Text shown>
====

3 Critical Curriculum

Conversations about curriculum can be very convoluted, since there are many definitions of what a curriculum is, and there are also many different faces or types of curriculum/curricula. In having these conversations, it is necessary to try to be clear about what kind of curriculum you are discussing. While there are different words used by various theorists, in this book we talk generally about the formal, the informal, and the hidden curriculum. The formal curriculum is generally agreed to comprise the official documents and policies that are provincially or regionally developed, usually by departments of education, and then given to teachers for classroom use. The informal curriculum generally is understood to comprise the things that teachers do, and teach, that are not necessarily written down; this informal curriculum might include such things as teaching children to raise their hands to ask to leave their seats, or how to move through hallways when changing classes, or extra-curricular activities (and who gets to participate in them, whether they are sports or drama or music programs) and a range of behaviours that are generally accepted to be a part of “how one does school” and are also generally accepted to be a part of a teacher’s job, although not explicitly written down as such. Then there is the hidden curriculum. As John Portelli articulated in 1993, there was then and remains today some disagreement about how to define the hidden curriculum, or indeed, whether or not such a thing even exists. Most critical theorists, particularly those who believe that schools either are or could be – or should be – spaces that encourage, develop, and support social justice, social equity, social diversity, do believe in the existence of a hidden curriculum within schooling processes. We find Portelli’s (1993) identified meanings (within curriculum discourse) to be most useful:

  • The hidden curriculum as the unofficial expectations, or implicit but expected messages;
  • The hidden curriculum as unintended learning outcomes or messages;
  • The hidden curriculum as implicit messages arising from the structure of schooling;
  • The hidden curriculum as created by the students (p.345).

====

Point annotation rows>
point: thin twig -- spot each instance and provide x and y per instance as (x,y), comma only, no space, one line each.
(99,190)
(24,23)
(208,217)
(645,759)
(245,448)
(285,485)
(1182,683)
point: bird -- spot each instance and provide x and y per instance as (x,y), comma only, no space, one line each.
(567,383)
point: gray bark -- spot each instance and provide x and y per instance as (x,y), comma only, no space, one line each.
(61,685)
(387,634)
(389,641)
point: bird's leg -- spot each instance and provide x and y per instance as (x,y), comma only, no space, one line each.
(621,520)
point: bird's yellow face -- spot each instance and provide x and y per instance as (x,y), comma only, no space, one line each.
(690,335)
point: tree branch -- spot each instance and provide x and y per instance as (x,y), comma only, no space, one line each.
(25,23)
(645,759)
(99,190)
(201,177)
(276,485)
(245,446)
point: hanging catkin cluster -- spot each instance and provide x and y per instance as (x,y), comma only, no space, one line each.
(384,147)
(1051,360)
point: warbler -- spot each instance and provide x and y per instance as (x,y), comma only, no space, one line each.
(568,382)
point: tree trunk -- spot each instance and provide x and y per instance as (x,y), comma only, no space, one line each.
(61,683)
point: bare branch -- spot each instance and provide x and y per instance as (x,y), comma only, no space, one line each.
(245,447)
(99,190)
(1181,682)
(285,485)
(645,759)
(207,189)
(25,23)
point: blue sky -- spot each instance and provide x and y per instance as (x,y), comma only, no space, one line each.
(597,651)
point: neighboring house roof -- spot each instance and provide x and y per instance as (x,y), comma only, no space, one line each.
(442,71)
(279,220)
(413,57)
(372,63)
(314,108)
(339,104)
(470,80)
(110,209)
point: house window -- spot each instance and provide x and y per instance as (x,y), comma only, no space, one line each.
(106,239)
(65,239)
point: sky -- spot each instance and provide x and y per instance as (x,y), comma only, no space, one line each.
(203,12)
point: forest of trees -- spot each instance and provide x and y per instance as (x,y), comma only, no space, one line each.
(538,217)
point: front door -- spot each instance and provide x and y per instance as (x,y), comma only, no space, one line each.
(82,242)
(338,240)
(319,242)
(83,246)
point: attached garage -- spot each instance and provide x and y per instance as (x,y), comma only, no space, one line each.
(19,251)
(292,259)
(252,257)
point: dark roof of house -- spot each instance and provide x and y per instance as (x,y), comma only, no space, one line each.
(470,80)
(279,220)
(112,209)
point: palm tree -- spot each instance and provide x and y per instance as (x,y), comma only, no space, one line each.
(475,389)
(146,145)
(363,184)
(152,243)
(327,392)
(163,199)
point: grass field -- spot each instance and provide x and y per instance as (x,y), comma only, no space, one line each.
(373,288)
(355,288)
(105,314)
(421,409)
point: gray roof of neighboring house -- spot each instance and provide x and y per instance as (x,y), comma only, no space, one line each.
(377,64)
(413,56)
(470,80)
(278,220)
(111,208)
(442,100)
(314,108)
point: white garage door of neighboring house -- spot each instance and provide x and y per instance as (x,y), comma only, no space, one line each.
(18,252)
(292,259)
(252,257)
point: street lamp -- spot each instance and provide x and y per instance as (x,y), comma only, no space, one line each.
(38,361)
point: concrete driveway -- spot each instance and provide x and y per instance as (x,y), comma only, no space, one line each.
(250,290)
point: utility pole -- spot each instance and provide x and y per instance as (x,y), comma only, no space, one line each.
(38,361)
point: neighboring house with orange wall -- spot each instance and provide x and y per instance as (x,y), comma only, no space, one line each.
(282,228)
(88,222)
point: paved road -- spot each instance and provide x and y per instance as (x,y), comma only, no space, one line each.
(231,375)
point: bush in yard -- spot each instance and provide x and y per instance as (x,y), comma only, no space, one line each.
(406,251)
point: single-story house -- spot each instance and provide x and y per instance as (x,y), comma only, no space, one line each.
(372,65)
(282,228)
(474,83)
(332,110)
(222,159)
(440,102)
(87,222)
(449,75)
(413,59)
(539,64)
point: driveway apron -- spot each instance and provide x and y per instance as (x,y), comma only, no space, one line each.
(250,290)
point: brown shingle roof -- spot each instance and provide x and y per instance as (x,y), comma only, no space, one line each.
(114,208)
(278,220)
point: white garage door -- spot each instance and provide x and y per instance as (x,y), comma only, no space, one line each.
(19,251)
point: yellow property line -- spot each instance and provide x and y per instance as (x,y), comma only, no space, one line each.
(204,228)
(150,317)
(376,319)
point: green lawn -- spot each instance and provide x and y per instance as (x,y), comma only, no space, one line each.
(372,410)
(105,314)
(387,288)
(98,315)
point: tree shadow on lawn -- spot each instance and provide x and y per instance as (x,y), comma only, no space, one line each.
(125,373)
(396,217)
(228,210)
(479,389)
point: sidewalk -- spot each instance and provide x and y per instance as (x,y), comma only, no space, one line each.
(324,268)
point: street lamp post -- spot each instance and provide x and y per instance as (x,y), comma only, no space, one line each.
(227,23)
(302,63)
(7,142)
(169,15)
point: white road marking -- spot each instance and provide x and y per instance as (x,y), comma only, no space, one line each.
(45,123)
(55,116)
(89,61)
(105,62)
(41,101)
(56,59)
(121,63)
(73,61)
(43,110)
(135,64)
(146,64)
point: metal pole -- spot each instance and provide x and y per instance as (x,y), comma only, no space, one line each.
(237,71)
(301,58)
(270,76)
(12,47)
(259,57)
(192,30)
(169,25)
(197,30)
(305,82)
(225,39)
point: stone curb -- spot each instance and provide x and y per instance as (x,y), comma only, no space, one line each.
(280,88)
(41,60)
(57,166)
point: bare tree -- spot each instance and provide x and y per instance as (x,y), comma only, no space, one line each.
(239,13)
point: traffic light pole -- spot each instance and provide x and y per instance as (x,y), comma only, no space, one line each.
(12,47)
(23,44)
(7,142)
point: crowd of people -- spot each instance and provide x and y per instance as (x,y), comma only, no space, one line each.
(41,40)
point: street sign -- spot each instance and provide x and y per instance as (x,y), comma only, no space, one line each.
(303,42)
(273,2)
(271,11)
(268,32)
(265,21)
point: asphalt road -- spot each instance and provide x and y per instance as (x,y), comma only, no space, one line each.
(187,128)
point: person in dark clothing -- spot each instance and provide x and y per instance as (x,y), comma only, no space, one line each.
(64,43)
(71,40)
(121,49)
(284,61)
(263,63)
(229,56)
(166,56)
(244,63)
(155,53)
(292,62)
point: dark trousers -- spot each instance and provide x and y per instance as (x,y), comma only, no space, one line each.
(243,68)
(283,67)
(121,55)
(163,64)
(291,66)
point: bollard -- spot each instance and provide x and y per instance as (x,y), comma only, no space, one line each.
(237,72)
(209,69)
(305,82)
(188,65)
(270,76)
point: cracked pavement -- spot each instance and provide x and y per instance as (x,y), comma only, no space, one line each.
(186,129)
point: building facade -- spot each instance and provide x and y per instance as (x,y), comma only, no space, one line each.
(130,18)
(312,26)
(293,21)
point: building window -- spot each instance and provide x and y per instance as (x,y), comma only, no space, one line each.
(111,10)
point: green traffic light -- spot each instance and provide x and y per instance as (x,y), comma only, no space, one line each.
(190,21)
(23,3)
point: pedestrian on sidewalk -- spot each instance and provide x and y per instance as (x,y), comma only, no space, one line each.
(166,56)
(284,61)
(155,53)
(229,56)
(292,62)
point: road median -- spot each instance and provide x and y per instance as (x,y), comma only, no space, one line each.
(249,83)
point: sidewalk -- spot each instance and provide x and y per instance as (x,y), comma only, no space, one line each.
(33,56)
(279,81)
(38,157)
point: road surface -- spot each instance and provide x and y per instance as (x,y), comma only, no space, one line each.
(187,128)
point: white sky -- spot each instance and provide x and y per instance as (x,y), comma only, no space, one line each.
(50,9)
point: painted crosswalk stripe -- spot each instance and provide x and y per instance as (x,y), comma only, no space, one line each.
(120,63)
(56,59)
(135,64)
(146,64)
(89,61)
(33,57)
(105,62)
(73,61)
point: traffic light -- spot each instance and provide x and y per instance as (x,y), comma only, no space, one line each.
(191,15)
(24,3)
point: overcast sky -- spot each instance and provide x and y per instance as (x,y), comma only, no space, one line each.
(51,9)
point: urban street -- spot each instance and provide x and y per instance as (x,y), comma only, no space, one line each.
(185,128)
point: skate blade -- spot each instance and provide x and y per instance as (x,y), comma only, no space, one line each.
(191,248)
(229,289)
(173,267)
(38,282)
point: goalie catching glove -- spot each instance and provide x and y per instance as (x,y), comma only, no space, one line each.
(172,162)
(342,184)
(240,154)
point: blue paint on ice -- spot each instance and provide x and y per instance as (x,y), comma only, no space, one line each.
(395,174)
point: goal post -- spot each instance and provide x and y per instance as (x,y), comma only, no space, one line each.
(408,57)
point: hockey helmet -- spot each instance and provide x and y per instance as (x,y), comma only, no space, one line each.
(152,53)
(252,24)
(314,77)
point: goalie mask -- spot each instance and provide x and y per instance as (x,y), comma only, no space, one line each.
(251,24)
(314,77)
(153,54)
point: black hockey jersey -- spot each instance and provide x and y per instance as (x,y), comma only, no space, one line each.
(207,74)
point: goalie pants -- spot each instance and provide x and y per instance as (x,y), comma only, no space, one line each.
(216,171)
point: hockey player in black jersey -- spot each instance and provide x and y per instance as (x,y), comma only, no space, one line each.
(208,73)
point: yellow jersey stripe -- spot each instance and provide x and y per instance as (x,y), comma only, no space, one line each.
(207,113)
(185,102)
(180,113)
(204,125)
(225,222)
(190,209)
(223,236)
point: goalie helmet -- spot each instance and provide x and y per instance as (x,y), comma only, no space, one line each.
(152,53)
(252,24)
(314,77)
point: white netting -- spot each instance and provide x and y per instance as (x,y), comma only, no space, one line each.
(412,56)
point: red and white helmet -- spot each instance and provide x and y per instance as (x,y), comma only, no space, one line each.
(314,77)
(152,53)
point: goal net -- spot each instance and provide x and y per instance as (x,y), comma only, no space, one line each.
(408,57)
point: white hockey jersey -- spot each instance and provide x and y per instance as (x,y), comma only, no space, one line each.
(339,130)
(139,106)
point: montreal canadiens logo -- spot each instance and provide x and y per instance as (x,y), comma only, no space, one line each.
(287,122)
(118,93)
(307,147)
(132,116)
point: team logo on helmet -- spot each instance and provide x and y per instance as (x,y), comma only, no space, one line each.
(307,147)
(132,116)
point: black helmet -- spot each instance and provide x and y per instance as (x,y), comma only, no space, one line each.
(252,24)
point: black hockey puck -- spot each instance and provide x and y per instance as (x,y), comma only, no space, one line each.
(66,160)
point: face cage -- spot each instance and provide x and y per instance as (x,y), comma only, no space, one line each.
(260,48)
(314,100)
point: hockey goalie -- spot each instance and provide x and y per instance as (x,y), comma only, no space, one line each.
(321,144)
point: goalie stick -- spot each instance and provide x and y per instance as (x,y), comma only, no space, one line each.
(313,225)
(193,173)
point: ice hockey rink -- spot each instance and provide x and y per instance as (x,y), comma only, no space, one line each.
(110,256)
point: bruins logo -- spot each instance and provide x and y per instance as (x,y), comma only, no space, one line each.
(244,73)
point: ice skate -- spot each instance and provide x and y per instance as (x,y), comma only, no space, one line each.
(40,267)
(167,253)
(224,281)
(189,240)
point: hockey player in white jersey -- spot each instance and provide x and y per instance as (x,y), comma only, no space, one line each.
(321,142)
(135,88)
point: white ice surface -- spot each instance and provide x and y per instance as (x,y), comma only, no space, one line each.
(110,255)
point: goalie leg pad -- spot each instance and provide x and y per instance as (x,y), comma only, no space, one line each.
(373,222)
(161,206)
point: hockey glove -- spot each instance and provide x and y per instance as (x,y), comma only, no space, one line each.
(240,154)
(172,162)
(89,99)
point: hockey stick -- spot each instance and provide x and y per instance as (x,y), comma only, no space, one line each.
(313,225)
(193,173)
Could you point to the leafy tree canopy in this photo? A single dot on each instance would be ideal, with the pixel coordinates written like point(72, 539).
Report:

====

Job 1> Decide whether each statement agrees with the text on curriculum, answering yes or no and quoting the deciding words: (a) The formal curriculum is written by teachers for their own classrooms. (b) Extra-curricular activities can be part of the informal curriculum. (c) One of Portelli's meanings treats the hidden curriculum as something the students create.
Job 2> Gather every line of the rows containing the string "blue".

Complete response 1>
(a) No: "provincially or regionally developed, usually by departments of education, and then given to teachers for classroom use"
(b) Yes: "this informal curriculum might include such things as teaching children to raise their hands to ask to leave their seats, or how to move through hallways when changing classes, or extra-curricular activities"
(c) Yes: "The hidden curriculum as created by the students"

Complete response 2>
point: blue sky -- spot each instance and provide x and y per instance as (x,y), comma only, no space, one line each.
point: blue paint on ice -- spot each instance and provide x and y per instance as (x,y), comma only, no space, one line each.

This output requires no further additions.